(INPUT begins)

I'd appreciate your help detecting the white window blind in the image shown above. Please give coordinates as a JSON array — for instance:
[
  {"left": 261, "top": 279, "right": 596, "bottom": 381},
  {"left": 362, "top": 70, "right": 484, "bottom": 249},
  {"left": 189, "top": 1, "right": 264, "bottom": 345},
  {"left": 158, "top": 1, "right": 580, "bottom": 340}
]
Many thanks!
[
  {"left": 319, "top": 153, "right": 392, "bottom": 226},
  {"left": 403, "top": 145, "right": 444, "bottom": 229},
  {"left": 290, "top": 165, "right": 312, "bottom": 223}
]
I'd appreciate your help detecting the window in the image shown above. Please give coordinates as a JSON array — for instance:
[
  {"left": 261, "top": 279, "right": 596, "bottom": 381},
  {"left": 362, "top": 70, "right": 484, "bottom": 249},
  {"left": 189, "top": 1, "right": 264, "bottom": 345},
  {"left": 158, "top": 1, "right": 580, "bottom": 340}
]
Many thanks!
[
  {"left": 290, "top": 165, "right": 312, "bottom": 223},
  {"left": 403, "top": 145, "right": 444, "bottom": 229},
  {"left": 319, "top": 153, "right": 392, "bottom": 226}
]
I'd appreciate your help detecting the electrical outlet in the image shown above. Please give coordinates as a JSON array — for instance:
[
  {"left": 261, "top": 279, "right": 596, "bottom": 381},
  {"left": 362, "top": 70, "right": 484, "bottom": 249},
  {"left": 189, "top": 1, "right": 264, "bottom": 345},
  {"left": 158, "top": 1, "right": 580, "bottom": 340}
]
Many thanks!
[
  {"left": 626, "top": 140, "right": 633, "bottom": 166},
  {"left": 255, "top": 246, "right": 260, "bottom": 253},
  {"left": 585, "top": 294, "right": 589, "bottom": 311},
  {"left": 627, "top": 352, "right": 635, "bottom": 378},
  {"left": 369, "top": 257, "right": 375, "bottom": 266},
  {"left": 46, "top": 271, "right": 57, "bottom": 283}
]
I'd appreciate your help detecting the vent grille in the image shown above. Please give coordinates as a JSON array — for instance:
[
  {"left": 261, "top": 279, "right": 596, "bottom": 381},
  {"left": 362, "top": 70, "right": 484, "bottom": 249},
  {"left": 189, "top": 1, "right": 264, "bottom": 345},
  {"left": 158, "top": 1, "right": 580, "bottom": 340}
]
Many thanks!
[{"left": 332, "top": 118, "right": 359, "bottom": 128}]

(INPUT ends)

_BRIEF_.
A word-for-word restatement of the data above is required.

_OUTPUT FOR THIS TASK_.
I'd appreciate your help detecting the white window blind in the image shown above. Please give coordinates as a JSON array — for instance:
[
  {"left": 261, "top": 279, "right": 596, "bottom": 381},
  {"left": 362, "top": 70, "right": 484, "bottom": 249},
  {"left": 189, "top": 1, "right": 264, "bottom": 345},
  {"left": 158, "top": 1, "right": 580, "bottom": 340}
]
Many thanks!
[
  {"left": 319, "top": 153, "right": 392, "bottom": 226},
  {"left": 403, "top": 145, "right": 444, "bottom": 229},
  {"left": 290, "top": 165, "right": 312, "bottom": 223}
]
I'd appreciate your help detecting the window in the image shown above. Please give coordinates as a JSON array — for instance:
[
  {"left": 261, "top": 279, "right": 596, "bottom": 381},
  {"left": 362, "top": 70, "right": 484, "bottom": 249},
  {"left": 189, "top": 1, "right": 264, "bottom": 345},
  {"left": 158, "top": 1, "right": 580, "bottom": 340}
]
Many thanks!
[
  {"left": 290, "top": 165, "right": 312, "bottom": 223},
  {"left": 403, "top": 145, "right": 444, "bottom": 229},
  {"left": 319, "top": 153, "right": 392, "bottom": 226}
]
I'd appreciate your help detecting the electrical outlet in the image shown above. Please give coordinates as a JSON array — for instance:
[
  {"left": 261, "top": 279, "right": 596, "bottom": 381},
  {"left": 362, "top": 70, "right": 484, "bottom": 249},
  {"left": 189, "top": 1, "right": 264, "bottom": 345},
  {"left": 158, "top": 1, "right": 580, "bottom": 340}
]
Many thanks!
[
  {"left": 626, "top": 140, "right": 633, "bottom": 166},
  {"left": 255, "top": 246, "right": 260, "bottom": 253},
  {"left": 585, "top": 294, "right": 589, "bottom": 311},
  {"left": 627, "top": 352, "right": 635, "bottom": 378},
  {"left": 369, "top": 257, "right": 375, "bottom": 266},
  {"left": 46, "top": 271, "right": 57, "bottom": 283}
]
I'd appreciate your help detecting the vent grille in the image shown above. Please give coordinates as a JSON array — for instance:
[
  {"left": 261, "top": 279, "right": 596, "bottom": 381},
  {"left": 362, "top": 70, "right": 484, "bottom": 249},
  {"left": 189, "top": 1, "right": 264, "bottom": 345},
  {"left": 158, "top": 1, "right": 580, "bottom": 340}
]
Many thanks!
[{"left": 332, "top": 118, "right": 359, "bottom": 128}]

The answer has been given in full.